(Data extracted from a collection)

□ □ □ □ □

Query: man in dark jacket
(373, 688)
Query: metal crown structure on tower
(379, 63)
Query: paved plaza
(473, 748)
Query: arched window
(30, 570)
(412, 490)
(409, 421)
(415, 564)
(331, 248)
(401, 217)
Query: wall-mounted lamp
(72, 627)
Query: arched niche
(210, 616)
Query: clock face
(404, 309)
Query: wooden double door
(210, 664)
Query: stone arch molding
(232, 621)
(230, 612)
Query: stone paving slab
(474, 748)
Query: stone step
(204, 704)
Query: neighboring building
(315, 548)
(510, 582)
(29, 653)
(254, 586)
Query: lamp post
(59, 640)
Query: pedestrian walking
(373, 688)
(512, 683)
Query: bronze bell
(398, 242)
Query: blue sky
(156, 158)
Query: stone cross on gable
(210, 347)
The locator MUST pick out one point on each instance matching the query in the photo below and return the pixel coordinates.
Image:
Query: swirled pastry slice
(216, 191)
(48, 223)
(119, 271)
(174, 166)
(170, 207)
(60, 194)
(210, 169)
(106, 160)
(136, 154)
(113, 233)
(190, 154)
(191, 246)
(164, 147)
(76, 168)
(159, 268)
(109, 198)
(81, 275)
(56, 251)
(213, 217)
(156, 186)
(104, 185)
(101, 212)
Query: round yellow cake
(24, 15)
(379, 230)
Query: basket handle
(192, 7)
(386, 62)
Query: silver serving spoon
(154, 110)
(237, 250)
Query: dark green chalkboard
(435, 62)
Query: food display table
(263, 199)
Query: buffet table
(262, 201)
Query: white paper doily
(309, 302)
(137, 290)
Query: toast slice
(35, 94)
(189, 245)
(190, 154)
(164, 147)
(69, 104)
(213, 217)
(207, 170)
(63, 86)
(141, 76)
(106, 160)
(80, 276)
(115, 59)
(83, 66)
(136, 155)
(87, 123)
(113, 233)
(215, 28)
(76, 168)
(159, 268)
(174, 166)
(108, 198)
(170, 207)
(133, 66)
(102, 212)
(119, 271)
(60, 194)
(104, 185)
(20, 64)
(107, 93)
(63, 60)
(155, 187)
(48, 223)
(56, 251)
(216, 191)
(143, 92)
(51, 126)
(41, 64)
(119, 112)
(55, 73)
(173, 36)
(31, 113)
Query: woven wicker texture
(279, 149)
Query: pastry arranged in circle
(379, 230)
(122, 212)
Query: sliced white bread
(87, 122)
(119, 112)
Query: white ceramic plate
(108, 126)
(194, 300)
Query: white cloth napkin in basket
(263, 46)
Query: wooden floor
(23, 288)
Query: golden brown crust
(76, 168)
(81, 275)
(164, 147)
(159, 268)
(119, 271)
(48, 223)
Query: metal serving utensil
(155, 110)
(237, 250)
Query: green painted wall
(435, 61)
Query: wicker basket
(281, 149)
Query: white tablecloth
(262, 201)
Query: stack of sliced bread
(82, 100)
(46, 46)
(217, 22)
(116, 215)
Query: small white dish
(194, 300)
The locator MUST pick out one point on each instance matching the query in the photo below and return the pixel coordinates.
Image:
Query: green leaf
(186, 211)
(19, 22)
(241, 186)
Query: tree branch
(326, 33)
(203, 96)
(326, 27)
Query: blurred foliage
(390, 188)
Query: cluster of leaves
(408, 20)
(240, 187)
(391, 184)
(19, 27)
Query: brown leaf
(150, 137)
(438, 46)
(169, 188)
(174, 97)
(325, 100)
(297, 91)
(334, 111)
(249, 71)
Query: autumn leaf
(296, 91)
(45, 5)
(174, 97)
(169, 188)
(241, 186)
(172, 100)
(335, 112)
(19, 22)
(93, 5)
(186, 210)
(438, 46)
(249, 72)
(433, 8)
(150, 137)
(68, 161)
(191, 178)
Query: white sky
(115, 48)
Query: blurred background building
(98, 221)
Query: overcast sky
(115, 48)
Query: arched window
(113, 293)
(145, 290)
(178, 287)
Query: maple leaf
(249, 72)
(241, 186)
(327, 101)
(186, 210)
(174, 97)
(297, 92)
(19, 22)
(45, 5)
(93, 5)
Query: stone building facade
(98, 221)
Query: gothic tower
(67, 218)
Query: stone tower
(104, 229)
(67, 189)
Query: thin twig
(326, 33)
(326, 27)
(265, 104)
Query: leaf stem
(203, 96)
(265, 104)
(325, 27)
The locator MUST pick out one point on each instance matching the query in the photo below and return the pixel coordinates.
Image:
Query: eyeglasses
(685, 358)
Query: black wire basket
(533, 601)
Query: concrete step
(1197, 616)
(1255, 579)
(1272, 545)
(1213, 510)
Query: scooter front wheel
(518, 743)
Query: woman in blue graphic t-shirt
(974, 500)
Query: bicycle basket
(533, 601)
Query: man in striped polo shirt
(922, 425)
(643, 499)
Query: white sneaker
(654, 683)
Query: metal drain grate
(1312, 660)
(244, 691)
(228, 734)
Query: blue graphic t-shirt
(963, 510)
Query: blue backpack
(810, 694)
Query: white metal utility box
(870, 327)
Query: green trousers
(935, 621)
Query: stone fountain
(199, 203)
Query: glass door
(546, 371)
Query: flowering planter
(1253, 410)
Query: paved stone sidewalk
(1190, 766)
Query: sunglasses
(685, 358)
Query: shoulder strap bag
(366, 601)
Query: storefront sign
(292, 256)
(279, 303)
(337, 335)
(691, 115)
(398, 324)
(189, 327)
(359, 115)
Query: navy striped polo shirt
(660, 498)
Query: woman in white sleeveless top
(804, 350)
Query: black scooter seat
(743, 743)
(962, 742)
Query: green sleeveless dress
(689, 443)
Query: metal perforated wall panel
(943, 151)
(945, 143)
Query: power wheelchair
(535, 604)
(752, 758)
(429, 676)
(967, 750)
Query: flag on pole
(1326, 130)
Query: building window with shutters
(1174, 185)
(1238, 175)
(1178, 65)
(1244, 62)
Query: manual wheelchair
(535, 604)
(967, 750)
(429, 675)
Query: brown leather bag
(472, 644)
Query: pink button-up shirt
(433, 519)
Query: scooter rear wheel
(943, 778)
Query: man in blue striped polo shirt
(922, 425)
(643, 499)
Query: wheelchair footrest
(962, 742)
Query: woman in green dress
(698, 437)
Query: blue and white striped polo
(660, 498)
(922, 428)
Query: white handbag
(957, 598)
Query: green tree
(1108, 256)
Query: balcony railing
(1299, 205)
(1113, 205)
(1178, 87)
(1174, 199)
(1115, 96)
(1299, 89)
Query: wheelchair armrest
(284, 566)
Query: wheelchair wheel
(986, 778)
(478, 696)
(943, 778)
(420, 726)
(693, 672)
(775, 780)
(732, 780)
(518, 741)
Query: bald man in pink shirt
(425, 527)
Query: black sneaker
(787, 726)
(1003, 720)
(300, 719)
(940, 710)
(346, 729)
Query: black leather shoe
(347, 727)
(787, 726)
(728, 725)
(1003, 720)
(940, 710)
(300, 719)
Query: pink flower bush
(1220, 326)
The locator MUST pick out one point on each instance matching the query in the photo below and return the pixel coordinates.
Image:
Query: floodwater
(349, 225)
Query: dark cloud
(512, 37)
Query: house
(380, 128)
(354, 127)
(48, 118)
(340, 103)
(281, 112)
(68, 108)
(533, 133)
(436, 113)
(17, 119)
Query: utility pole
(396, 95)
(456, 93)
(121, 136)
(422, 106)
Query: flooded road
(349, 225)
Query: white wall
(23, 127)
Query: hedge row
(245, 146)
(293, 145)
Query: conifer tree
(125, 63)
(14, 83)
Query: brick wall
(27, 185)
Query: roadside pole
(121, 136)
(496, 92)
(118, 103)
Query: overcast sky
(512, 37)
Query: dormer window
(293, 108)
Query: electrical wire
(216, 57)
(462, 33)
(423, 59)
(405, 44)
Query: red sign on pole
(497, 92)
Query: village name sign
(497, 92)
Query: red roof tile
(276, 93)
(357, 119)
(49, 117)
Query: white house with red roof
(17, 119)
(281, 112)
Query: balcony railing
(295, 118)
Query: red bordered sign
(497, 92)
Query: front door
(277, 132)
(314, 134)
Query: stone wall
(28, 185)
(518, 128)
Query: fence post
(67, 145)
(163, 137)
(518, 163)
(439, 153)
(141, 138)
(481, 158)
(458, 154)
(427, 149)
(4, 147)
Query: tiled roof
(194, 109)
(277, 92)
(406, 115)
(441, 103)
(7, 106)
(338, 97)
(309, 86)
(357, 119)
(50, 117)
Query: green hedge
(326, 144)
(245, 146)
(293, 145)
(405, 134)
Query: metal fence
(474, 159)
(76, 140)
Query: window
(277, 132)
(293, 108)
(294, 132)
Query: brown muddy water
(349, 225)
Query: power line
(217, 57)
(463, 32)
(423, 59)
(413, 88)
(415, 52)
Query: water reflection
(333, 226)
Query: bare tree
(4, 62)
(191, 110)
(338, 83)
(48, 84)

□ □ □ □ □

§ **Directions for this task**
Could you retype exactly the lines from the one containing "Query: village name sign" through the final line of the data above, and no others?

§ **Answer area**
Query: village name sign
(497, 92)
Query: red roof tile
(276, 93)
(357, 119)
(49, 117)
Query: white house with red roof
(17, 119)
(281, 112)
Query: balcony railing
(295, 118)
Query: red bordered sign
(497, 92)
Query: front door
(277, 132)
(314, 134)
Query: stone wall
(28, 185)
(518, 128)
Query: fence post
(67, 145)
(163, 137)
(518, 163)
(439, 153)
(141, 138)
(481, 158)
(458, 154)
(427, 149)
(4, 147)
Query: tiled roof
(194, 109)
(277, 92)
(406, 115)
(441, 103)
(7, 106)
(338, 97)
(309, 86)
(357, 119)
(50, 117)
Query: green hedge
(326, 144)
(245, 146)
(293, 145)
(405, 134)
Query: metal fence
(474, 159)
(76, 140)
Query: window
(277, 132)
(293, 108)
(294, 132)
Query: brown muddy water
(349, 225)
Query: power line
(217, 57)
(463, 32)
(423, 59)
(413, 88)
(415, 52)
Query: water reflection
(333, 226)
Query: bare tree
(4, 62)
(191, 110)
(338, 83)
(48, 84)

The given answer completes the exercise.